>>>
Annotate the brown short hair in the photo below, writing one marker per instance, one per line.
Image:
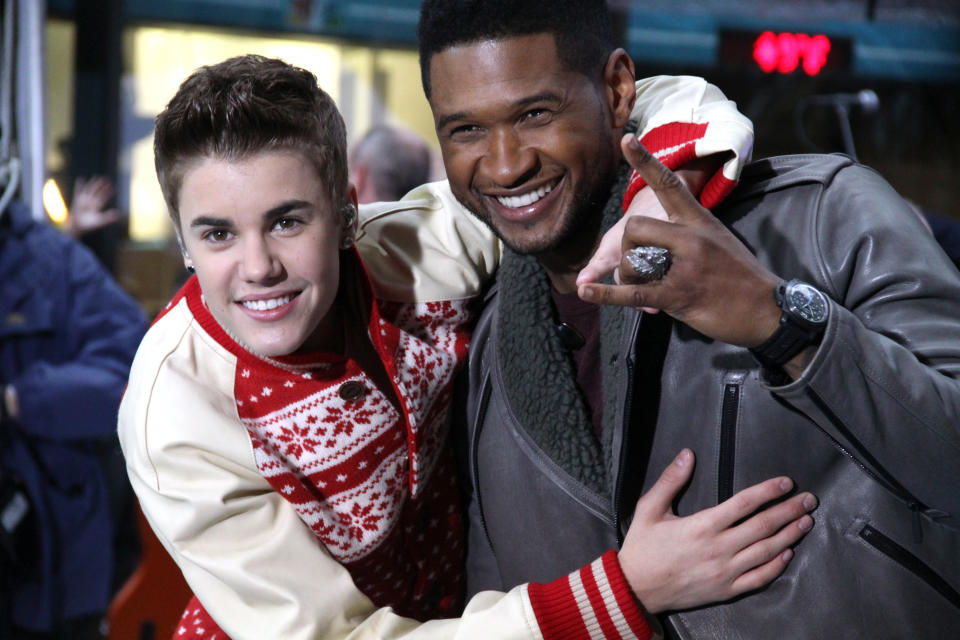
(244, 106)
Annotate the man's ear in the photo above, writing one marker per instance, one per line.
(619, 82)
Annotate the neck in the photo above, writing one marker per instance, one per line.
(564, 262)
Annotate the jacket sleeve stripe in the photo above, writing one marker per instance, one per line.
(556, 610)
(674, 145)
(598, 604)
(593, 603)
(626, 603)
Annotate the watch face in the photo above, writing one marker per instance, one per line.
(807, 302)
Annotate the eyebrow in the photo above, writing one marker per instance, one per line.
(545, 96)
(270, 214)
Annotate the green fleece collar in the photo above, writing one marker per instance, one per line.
(539, 373)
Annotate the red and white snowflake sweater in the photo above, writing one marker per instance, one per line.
(299, 502)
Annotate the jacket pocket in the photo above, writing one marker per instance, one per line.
(729, 418)
(910, 562)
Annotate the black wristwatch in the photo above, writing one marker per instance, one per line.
(802, 323)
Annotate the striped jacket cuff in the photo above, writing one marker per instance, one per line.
(594, 603)
(674, 145)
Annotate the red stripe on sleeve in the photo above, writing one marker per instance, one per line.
(625, 600)
(599, 606)
(556, 610)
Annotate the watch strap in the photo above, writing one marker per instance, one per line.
(786, 342)
(790, 338)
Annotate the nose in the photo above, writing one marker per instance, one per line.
(259, 262)
(509, 161)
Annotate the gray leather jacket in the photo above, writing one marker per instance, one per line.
(872, 427)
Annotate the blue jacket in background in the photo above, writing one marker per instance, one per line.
(68, 334)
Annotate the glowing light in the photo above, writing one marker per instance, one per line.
(785, 52)
(53, 202)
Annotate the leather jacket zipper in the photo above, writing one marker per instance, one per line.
(910, 562)
(729, 413)
(622, 458)
(474, 447)
(876, 470)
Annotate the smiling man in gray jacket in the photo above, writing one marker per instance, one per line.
(810, 327)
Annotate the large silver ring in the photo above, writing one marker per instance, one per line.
(649, 263)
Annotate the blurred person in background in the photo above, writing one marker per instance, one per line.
(387, 163)
(90, 208)
(68, 334)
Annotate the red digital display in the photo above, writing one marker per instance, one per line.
(785, 53)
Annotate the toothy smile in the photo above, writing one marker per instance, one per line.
(525, 199)
(266, 305)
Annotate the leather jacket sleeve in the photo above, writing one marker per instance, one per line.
(885, 382)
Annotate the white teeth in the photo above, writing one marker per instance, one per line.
(264, 305)
(526, 199)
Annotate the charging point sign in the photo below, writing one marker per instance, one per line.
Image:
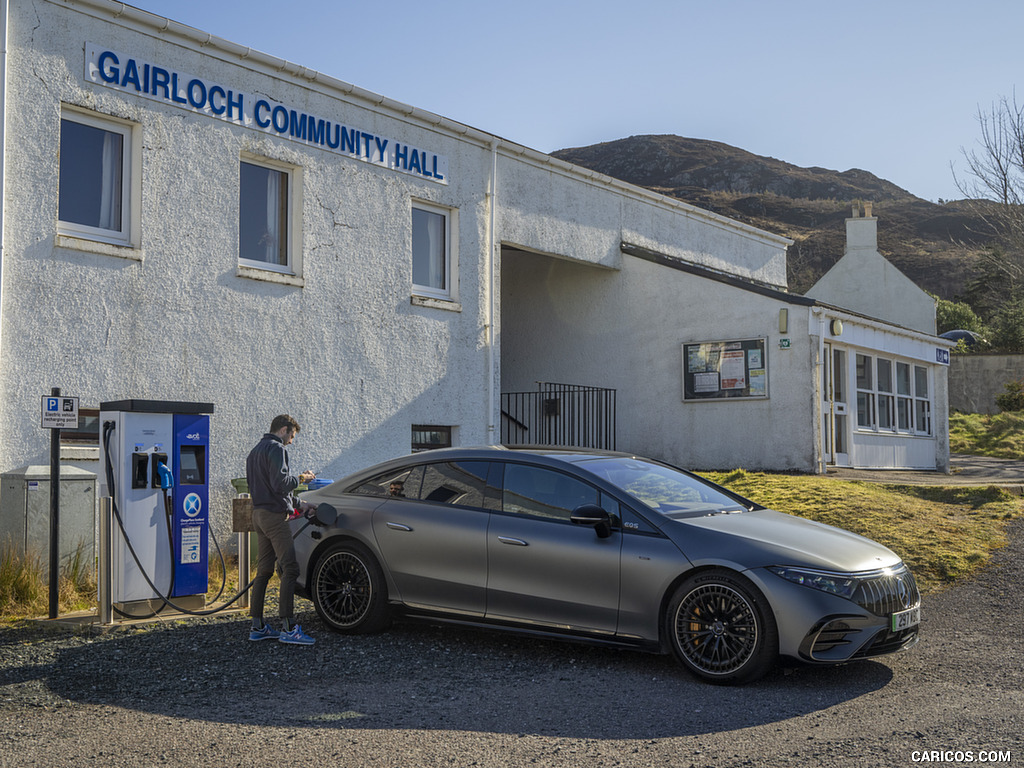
(59, 413)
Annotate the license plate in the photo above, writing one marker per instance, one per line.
(906, 619)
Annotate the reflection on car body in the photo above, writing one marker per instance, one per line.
(601, 547)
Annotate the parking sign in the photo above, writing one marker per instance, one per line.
(59, 413)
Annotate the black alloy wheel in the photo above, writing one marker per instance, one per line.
(722, 629)
(348, 590)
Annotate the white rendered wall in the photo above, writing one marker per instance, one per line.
(344, 349)
(865, 282)
(347, 353)
(624, 330)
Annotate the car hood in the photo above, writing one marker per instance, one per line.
(765, 537)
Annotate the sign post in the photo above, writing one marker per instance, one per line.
(57, 413)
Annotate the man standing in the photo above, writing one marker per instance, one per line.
(270, 485)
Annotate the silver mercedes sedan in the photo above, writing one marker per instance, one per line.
(600, 547)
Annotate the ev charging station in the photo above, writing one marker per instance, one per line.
(156, 458)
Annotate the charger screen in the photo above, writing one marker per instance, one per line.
(193, 465)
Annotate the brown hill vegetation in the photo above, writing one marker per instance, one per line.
(935, 245)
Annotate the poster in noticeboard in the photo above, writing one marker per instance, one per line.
(717, 370)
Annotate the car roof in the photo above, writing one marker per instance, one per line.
(550, 455)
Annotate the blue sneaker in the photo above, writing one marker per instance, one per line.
(296, 637)
(264, 634)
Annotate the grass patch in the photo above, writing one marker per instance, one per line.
(943, 534)
(25, 591)
(1000, 435)
(25, 585)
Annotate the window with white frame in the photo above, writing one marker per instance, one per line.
(893, 396)
(94, 194)
(865, 392)
(886, 401)
(265, 195)
(431, 251)
(922, 401)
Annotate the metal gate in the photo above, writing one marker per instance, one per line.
(560, 415)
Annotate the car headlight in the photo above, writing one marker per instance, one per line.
(843, 585)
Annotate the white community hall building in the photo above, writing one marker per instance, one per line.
(187, 219)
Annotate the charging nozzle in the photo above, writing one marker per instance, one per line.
(166, 478)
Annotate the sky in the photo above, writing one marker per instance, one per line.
(893, 87)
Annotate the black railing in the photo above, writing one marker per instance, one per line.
(560, 415)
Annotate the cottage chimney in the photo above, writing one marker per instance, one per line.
(862, 231)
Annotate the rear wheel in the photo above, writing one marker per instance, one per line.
(348, 590)
(722, 629)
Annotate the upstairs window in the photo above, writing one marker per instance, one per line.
(264, 216)
(94, 193)
(431, 252)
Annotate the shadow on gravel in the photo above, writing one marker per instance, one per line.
(415, 676)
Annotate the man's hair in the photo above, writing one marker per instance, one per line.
(284, 421)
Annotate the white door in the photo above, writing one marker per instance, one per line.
(836, 423)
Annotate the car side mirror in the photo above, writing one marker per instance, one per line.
(323, 514)
(591, 514)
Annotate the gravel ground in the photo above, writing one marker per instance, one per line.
(197, 692)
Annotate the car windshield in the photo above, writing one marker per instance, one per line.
(665, 489)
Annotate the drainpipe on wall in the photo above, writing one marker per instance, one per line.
(4, 5)
(489, 288)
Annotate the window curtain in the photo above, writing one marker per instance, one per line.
(271, 241)
(110, 183)
(435, 233)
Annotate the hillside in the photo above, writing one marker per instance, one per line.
(934, 245)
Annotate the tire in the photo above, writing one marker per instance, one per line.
(722, 629)
(348, 590)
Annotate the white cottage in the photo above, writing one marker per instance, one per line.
(187, 219)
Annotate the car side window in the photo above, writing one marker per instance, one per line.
(459, 483)
(403, 482)
(544, 493)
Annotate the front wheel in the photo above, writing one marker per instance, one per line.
(348, 590)
(722, 629)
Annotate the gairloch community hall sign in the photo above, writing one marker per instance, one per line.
(124, 73)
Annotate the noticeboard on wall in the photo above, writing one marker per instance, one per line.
(719, 370)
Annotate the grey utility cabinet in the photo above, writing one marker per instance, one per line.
(25, 514)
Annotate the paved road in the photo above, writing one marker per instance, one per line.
(199, 693)
(965, 470)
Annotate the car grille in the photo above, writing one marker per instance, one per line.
(888, 592)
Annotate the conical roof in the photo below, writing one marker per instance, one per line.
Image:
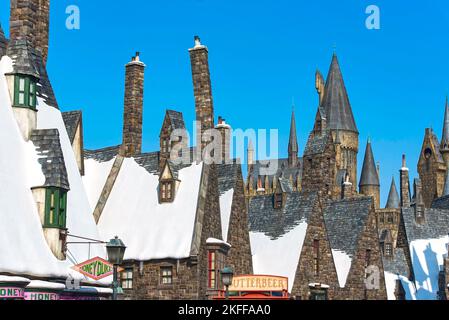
<<<
### What is needed
Arrange every line of the records above as a numbered list, leaving out blank lines and the pictures.

### Result for this task
1. Annotate the brown short hair in the photo below, writing one marker per instance, one per line.
2. Image:
3. (244, 106)
4. Annotate the man's ear in the photo above, writing one marker per instance, one per line.
5. (619, 82)
6. Annotate the neck in the photo above, writing one marker per instance, one per line.
7. (564, 262)
8. Annotate the jacket sleeve stripe in the photo above, writing one marker per instance, one per line.
9. (556, 610)
10. (674, 145)
11. (598, 604)
12. (593, 603)
13. (626, 603)
14. Annotate the watch face in the photo above, writing one marker per instance, one per line.
15. (807, 302)
16. Annotate the eyebrow in the photo above, writing one marker per instance, one per line.
17. (545, 96)
18. (270, 214)
19. Annotate the green fleece collar in the photo above, writing one marker per instance, one per line.
20. (539, 373)
21. Annotate the red and white snowflake sweater in the photo above, writing one marker per instance, one per line.
22. (299, 502)
23. Annotate the jacket pocket in the photo above, writing one marker per instance, one per line.
24. (729, 418)
25. (910, 562)
26. Annotate the black wristwatch in the photo above, writing one marker per instance, one per line.
27. (802, 323)
28. Annotate the striped jacket cuff in the photo above, writing one marker per instance, one per line.
29. (594, 603)
30. (674, 145)
31. Annotate the red stripe on sleeve in the photo above, writing one marker per instance, one per line.
32. (625, 600)
33. (599, 606)
34. (556, 610)
35. Annotate the watch strap in the photo above, writing one marker per instance, one per line.
36. (786, 342)
37. (790, 338)
38. Annotate the nose in the photo above, writing one marker per instance, one per line.
39. (259, 262)
40. (509, 161)
41. Annotate the gray leather jacket in the photo above, writing one marker per instance, one per line.
42. (872, 427)
43. Annotate the blue jacket in background in the photo above, writing one marker per instance, one per line.
44. (68, 334)
45. Annotate the glowing light in the photo above, writing one marker per instance, one per line.
46. (785, 52)
47. (53, 202)
48. Annotate the leather jacket zipper in the photo above, writing one marker per instance, one per line.
49. (910, 562)
50. (729, 413)
51. (622, 458)
52. (474, 447)
53. (876, 470)
54. Annotate the smiling man in gray jacket in the photo above, writing one marker per instance, one per line.
55. (810, 327)
56. Annotate the large silver ring in the photo above, writing one marker per instance, one per line.
57. (649, 263)
58. Annotate the blurred person in background in the photo above, writing one marker per instance, one per line.
59. (387, 163)
60. (90, 208)
61. (68, 334)
62. Annotate the red digital display in the photo above, writing one marker per instance, one per line.
63. (785, 53)
64. Annotate the toothy smile in the photo above, writing one marker per instance, one per line.
65. (525, 199)
66. (266, 305)
67. Annotate the leather jacket sleeve in the photo above, writing one marker per instance, one per line.
68. (885, 382)
69. Annotate the white teeth in the photo above, writing one marker per instance, one per line.
70. (264, 305)
71. (526, 199)
72. Annotate the charging point sign in the photo below, writing one marker per instance, one per line.
73. Image:
74. (59, 413)
75. Annotate the license plate in the photo above, writing one marker per instance, one per line.
76. (906, 619)
77. Annotate the reflection on car body in the photo above, writing one marker per instance, one per line.
78. (601, 547)
79. Annotate the parking sign in the photo above, writing one marker per instance, one per line.
80. (59, 413)
81. Annotate the black alloy wheel in the photo above, writing one marker per instance, one per line.
82. (722, 629)
83. (348, 590)
84. Annotate the white rendered wall in the photo above, writing one marker per instance, one per line.
85. (344, 349)
86. (865, 282)
87. (347, 353)
88. (624, 330)
89. Annotate the car hood in the photo above, writing one marker per instance, one per line.
90. (765, 537)
91. Annotate the sign post in the photo above, writing one marker per instance, one per line.
92. (57, 413)
93. Annotate the man standing in the photo above, writing one marker per instance, one per line.
94. (270, 485)
95. Annotate the silver mercedes sedan in the photo above, writing one marker per instance, one per line.
96. (600, 547)
97. Annotate the ev charging station in the photo above, writing one marker per instance, one per line.
98. (156, 458)
99. Annotate the charger screen in the photo above, writing one marker per instance, one per line.
100. (193, 465)
101. Annotate the brown hill vegetation in the photo above, writing one marker per instance, one per line.
102. (935, 245)
103. Annotate the poster in noticeboard in the photo above, writing one marker per instance, one per line.
104. (717, 370)
105. Annotate the car roof in the photo above, writing one marker per instance, one per line.
106. (550, 455)
107. Annotate the blue sneaker in the photo above, writing one marker per instance, one per line.
108. (296, 637)
109. (264, 634)
110. Annotate the grass patch in the photo above, writing one marker per instance, one per line.
111. (943, 534)
112. (25, 591)
113. (1000, 435)
114. (25, 585)
115. Annotate the window with white frame in the photo above, writing one marker per instance, one per line.
116. (893, 396)
117. (94, 194)
118. (865, 392)
119. (886, 401)
120. (265, 195)
121. (431, 251)
122. (922, 401)
123. Annotate the metal gate in the photo above, writing one marker per instance, one per line.
124. (560, 415)
125. Annotate the car headlight in the photo above, writing one marker per instance, one per line.
126. (843, 585)
127. Annotate the white community hall building in the photo above, writing one marker per instance, one per line.
128. (187, 219)
129. Annotate the charging nozzle in the photo above, writing one marker per instance, one per line.
130. (166, 478)
131. Annotate the sky in the photo above, writing one marker per instance, one per line.
132. (893, 87)
133. Annotate the black railing in the photo above, writing one marker per instance, one per line.
134. (560, 415)
135. Annotate the cottage chimney in the photo above, writing one marker per instance, one per line.
136. (862, 231)
137. Annotate the rear wheel in the photo above, writing one marker per instance, one per line.
138. (348, 590)
139. (722, 629)
140. Annotate the upstairs window in the photo above, writing one marker per instance, one per line.
141. (264, 216)
142. (94, 193)
143. (431, 252)
144. Annotate the shadow on gravel in the photo above, writing one marker per instance, one per line.
145. (415, 676)
146. Annotate the man's hair in the photo above, writing one marker per instance, one per line.
147. (284, 421)
148. Annotate the white door in the photo above, writing one marker per instance, one per line.
149. (836, 423)
150. Annotate the car side mirror in the photo above, writing one marker per instance, one per line.
151. (323, 514)
152. (591, 514)
153. Annotate the gravel ground in the photo above, writing one marker per instance, one per line.
154. (197, 692)
155. Annotate the car windshield in the photo above, writing one marker per instance, one per line.
156. (665, 489)
157. Annotate the drainpipe on wall in the photo above, writing one marker per instance, one per line.
158. (4, 5)
159. (489, 288)
160. Annotate the window curtain in the photo above, writing one marker per instance, one per line.
161. (271, 241)
162. (110, 183)
163. (435, 233)
164. Annotate the hillside in the photo above, writing one marker per instance, one per line.
165. (934, 245)
166. Annotate the tire in the photo above, writing one marker per instance, one per line.
167. (722, 629)
168. (348, 590)
169. Annotate the white cottage in the photo above, writing one marker per instance, one per line.
170. (187, 219)
171. Annotate the car side window in the photo above, writing one marker per instance, one per line.
172. (459, 483)
173. (403, 482)
174. (544, 493)
175. Annotate the front wheel in the photo above, writing one marker per instance, one per line.
176. (348, 590)
177. (722, 629)
178. Annotate the gairloch community hall sign in the photo above, writing one marker per instance, one per line.
179. (124, 73)
180. Annotate the noticeboard on wall in the photo above, writing one marker per instance, one per line.
181. (719, 370)
182. Annotate the grey utility cabinet in the photo above, writing one marker per instance, one per line.
183. (25, 514)
184. Annotate the paved road in the photo above, writing one marker per instance, one per line.
185. (199, 693)
186. (965, 470)
187. Annotate the car grille in the photo above, writing one marker per instance, one per line.
188. (888, 592)
189. Annotate the conical roof in the photo below, writing one marker per instance, one per line.
190. Image:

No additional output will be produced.